**EXTRACT PROVIDED:**
--- --- ---
Multi-LLM Collaboration for Medication Recommendation
This work addresses the challenge of ensuring reliable and credible AI-driven medication recommendations for healthcare, though it appears incremental as it builds on previous work on LLM Chemistry.
The paper tackled the problem of unreliable reasoning in large language models (LLMs) for medication recommendation by applying a multi-LLM collaboration framework based on LLM Chemistry to improve reliability, with preliminary results suggesting it may offer a promising path toward trustworthy AI assistants in clinical practice.
--- --- ---
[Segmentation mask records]
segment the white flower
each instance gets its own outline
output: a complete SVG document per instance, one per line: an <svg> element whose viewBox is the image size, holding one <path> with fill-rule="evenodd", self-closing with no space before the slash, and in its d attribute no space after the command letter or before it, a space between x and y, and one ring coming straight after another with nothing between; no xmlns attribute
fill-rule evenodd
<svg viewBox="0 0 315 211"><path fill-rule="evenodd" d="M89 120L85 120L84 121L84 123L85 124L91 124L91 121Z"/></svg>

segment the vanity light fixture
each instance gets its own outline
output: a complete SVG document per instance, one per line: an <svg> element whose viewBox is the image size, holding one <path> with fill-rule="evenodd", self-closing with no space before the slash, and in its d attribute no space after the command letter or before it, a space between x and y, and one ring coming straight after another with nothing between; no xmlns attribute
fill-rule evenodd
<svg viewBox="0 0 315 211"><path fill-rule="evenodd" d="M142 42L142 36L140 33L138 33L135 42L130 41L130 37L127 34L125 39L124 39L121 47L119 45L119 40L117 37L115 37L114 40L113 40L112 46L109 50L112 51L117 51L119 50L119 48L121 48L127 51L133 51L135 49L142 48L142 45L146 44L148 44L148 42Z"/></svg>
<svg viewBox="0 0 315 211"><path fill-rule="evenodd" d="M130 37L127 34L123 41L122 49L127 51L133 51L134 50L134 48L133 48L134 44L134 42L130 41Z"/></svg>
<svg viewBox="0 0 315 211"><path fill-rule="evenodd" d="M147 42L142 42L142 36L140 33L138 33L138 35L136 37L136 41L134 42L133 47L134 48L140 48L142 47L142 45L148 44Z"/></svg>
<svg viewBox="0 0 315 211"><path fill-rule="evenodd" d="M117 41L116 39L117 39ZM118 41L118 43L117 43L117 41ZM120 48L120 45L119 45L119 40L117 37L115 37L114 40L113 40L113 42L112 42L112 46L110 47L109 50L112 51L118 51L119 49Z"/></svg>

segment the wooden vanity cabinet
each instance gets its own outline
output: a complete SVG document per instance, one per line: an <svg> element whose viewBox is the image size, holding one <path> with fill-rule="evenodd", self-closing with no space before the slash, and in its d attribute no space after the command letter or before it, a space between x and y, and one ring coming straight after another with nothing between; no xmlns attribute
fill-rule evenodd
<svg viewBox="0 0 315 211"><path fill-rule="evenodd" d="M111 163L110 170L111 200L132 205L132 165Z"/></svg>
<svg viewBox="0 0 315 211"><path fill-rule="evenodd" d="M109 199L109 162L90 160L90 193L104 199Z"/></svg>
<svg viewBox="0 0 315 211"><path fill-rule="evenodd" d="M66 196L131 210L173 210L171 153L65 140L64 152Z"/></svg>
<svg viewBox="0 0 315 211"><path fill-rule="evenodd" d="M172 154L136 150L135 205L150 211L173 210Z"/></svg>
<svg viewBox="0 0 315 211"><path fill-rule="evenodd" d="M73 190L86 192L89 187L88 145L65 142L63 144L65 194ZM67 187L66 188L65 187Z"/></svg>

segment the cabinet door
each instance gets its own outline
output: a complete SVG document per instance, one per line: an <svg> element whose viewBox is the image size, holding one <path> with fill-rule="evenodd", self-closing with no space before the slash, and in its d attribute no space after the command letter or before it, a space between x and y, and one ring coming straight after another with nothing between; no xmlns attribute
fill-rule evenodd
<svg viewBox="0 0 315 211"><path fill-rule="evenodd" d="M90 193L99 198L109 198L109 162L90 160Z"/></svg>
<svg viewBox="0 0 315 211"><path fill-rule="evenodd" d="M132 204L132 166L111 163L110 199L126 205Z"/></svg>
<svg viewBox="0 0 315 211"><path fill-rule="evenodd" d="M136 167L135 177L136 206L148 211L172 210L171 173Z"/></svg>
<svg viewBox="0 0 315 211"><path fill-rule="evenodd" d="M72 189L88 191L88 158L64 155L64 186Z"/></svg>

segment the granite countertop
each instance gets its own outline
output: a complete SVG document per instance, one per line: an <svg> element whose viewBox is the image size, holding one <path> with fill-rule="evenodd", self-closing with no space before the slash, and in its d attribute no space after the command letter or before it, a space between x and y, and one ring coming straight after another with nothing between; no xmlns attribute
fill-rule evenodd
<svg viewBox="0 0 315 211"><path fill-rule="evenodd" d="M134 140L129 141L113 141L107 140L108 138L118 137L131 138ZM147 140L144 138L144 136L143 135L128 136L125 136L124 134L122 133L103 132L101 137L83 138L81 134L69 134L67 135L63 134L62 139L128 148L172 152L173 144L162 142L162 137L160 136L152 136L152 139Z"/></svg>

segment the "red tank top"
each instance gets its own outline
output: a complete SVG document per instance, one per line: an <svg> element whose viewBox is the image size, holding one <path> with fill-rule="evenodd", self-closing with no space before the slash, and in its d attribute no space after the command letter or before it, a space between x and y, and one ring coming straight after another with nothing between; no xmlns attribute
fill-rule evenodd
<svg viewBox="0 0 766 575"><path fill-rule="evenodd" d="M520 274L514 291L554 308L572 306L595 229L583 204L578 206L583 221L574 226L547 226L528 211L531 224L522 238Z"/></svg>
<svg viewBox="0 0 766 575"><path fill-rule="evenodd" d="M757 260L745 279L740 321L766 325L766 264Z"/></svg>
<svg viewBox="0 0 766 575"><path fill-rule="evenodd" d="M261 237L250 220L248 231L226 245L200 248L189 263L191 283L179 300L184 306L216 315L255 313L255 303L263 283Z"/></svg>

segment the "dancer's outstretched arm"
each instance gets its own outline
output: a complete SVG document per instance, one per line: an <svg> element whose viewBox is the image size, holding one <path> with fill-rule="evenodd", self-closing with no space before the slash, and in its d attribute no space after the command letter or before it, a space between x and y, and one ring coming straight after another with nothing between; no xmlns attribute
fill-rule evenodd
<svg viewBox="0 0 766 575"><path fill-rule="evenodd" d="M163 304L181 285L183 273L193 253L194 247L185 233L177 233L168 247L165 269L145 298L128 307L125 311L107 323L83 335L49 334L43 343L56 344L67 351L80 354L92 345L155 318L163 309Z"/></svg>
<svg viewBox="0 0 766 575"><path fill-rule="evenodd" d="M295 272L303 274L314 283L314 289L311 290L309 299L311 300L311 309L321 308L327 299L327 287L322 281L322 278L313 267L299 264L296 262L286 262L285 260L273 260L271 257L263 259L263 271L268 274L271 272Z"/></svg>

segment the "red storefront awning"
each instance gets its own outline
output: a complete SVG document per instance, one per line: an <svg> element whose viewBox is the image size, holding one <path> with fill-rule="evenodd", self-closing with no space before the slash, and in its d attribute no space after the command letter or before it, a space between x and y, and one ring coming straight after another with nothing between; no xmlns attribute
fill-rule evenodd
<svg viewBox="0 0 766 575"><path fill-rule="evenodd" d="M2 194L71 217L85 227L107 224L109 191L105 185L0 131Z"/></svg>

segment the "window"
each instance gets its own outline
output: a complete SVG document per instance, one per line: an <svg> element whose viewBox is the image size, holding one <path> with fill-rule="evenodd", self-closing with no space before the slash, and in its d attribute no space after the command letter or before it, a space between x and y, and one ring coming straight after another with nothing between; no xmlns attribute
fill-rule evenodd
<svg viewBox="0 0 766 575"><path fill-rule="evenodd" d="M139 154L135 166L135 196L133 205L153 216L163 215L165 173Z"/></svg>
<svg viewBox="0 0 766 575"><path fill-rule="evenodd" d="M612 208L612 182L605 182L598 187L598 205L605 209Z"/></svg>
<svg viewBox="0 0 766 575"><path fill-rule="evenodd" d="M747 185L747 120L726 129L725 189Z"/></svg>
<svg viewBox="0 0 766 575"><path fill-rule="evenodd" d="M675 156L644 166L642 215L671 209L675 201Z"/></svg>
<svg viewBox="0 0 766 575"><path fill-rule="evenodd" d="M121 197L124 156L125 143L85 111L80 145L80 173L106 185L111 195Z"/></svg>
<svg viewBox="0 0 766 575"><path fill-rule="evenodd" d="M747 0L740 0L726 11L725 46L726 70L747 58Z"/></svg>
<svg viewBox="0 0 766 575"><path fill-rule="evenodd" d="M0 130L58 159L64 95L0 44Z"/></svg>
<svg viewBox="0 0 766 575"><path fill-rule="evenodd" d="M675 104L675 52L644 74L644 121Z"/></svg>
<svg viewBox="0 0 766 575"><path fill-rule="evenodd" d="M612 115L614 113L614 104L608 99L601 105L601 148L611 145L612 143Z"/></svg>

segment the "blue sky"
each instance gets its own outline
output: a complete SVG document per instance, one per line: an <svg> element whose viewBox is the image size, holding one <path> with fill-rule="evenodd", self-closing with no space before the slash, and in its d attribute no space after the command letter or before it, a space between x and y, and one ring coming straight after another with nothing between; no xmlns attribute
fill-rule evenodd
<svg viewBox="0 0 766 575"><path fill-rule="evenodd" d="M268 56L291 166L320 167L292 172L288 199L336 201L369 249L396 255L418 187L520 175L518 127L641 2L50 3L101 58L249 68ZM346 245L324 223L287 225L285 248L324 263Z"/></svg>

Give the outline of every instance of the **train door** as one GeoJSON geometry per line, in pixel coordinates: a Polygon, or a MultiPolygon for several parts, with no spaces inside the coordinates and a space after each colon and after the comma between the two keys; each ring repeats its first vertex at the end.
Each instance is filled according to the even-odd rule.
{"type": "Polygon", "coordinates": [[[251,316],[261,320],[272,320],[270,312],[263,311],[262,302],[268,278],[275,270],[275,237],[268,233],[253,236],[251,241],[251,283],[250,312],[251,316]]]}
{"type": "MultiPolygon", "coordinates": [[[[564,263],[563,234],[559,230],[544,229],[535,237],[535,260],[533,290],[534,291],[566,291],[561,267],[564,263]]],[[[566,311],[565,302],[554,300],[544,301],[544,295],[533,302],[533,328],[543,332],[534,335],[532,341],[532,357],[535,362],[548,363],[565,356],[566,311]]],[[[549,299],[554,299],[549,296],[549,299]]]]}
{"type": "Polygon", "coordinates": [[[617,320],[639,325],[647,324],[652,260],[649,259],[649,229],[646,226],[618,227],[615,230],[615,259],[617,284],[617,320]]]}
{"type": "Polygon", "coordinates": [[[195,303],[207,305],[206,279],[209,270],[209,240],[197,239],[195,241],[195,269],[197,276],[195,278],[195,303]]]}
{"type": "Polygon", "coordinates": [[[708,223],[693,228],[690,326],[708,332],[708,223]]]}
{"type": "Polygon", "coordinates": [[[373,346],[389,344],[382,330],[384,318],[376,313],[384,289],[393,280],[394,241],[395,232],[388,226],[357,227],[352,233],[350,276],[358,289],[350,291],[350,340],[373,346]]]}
--- --- ---
**SET OF TASKS:**
1 – Please reproduce the passage of the medication recommendation summary between "The paper tackled" and "in clinical practice.", inclusive.
2 – According to the medication recommendation summary, what earlier work does this work build on?
The records have no connection to the medication recommendation summary.

**TASK SOLUTIONS:**
1 –
The paper tackled the problem of unreliable reasoning in large language models (LLMs) for medication recommendation by applying a multi-LLM collaboration framework based on LLM Chemistry to improve reliability, with preliminary results suggesting it may offer a promising path toward trustworthy AI assistants in clinical practice.

2 – Previous work on LLM Chemistry.